### Set problem
What is needed is the run of lines from the one with "Reviewer check: every instance of the sky" through the close of the data, set down exactly.

### Available data
####################

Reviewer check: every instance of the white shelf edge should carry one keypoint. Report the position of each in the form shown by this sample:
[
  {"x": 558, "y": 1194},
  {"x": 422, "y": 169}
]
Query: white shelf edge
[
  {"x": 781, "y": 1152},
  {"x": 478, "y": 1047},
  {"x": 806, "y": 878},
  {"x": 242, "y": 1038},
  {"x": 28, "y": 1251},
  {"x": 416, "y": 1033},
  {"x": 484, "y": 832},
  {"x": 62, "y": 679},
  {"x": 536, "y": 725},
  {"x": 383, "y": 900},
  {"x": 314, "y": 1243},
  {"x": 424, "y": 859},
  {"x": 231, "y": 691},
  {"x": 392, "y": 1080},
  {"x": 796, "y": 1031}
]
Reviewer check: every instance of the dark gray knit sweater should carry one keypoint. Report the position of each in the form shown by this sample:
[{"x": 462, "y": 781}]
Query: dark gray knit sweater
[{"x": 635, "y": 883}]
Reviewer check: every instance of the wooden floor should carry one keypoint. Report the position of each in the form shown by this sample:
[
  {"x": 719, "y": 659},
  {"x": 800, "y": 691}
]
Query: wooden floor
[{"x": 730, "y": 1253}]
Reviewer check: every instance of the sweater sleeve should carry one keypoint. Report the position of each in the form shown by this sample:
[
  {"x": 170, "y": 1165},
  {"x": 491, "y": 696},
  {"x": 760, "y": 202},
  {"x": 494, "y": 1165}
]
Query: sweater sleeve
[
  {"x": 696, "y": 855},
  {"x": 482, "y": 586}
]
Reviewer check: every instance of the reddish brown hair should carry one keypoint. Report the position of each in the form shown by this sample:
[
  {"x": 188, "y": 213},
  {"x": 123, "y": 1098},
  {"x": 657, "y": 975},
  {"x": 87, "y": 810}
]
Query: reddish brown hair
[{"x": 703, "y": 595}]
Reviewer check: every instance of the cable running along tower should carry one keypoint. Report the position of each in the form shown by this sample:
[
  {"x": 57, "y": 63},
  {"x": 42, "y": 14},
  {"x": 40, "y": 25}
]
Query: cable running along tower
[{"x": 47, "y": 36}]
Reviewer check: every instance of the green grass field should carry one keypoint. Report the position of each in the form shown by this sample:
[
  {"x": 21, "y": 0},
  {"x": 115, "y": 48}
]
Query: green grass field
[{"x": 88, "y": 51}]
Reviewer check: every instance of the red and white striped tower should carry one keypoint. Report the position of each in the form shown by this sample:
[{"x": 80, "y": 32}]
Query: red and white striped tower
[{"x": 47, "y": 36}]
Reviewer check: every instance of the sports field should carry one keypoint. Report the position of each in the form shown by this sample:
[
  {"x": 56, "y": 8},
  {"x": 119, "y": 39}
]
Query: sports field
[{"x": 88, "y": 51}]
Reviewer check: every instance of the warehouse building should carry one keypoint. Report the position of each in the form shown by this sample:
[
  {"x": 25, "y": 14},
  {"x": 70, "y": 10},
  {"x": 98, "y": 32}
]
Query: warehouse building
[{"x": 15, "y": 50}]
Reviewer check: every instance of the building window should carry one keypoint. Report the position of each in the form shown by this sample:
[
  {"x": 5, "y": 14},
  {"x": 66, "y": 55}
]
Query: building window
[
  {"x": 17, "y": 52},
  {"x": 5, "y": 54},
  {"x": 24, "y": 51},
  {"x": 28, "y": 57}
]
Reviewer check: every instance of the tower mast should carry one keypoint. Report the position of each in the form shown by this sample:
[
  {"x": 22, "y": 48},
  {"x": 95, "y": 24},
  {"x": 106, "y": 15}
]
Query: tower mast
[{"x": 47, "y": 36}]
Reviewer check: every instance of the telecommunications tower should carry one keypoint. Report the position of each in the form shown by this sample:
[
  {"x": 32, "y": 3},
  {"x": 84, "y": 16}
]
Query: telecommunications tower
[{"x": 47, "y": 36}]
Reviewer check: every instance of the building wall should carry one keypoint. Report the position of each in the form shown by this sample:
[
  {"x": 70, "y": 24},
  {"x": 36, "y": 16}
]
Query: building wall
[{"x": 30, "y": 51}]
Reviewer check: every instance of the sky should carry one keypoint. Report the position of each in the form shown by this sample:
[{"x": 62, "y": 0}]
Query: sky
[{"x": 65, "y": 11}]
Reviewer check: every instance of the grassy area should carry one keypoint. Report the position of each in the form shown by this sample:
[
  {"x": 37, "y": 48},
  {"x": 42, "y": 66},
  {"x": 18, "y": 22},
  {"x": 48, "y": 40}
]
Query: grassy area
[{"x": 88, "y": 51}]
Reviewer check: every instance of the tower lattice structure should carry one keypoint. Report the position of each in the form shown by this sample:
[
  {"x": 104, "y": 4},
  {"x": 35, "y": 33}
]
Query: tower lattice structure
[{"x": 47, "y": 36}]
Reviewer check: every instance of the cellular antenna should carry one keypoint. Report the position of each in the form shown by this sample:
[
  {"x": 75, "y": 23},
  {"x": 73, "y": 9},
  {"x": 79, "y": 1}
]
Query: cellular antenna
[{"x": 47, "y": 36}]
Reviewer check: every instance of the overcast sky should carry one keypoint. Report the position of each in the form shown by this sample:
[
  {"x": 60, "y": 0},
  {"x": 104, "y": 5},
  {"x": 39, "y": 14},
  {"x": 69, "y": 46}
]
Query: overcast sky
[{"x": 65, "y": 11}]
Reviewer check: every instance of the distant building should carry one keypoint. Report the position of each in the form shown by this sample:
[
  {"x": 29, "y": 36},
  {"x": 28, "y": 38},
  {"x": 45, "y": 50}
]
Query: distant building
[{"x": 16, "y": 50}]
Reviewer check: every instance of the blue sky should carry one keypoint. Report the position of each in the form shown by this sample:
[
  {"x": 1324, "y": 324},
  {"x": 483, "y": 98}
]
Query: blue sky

####################

### Solution to this exercise
Reviewer check: every instance of the sky should carry one keypoint. Report the position of each in the form shown by this sample:
[{"x": 62, "y": 0}]
Query: sky
[{"x": 65, "y": 11}]
Reviewer check: every instance of the grassy area should carry one keypoint. Report the position of each in the form shown by this sample:
[
  {"x": 37, "y": 48},
  {"x": 42, "y": 66},
  {"x": 18, "y": 22},
  {"x": 48, "y": 40}
]
Query: grassy area
[{"x": 88, "y": 51}]
Reviewer check: every instance of the tower lattice structure should carry one keypoint. Report the position of each in the form shown by this sample:
[
  {"x": 104, "y": 4},
  {"x": 35, "y": 33}
]
Query: tower lattice structure
[{"x": 47, "y": 36}]
Reviewer check: every instance of the cellular antenna should carry one keypoint. Report the position of each in the form shown by this sample:
[
  {"x": 75, "y": 23},
  {"x": 73, "y": 9},
  {"x": 79, "y": 1}
]
Query: cellular antenna
[{"x": 47, "y": 36}]
Reviewer check: every instance of the overcast sky should carry one keypoint. Report the position of each in the form shown by this sample:
[
  {"x": 60, "y": 0},
  {"x": 104, "y": 5},
  {"x": 39, "y": 14},
  {"x": 69, "y": 46}
]
Query: overcast sky
[{"x": 65, "y": 11}]
Reviewer check: every instance of the distant building should carry one keypoint. Report the position of each in the form shown by this sample:
[
  {"x": 29, "y": 36},
  {"x": 28, "y": 38},
  {"x": 45, "y": 50}
]
Query: distant building
[{"x": 16, "y": 50}]
Reviewer check: every instance of the blue sky should carry one keypoint. Report the position of each in the form shown by this sample:
[
  {"x": 1324, "y": 324},
  {"x": 483, "y": 98}
]
Query: blue sky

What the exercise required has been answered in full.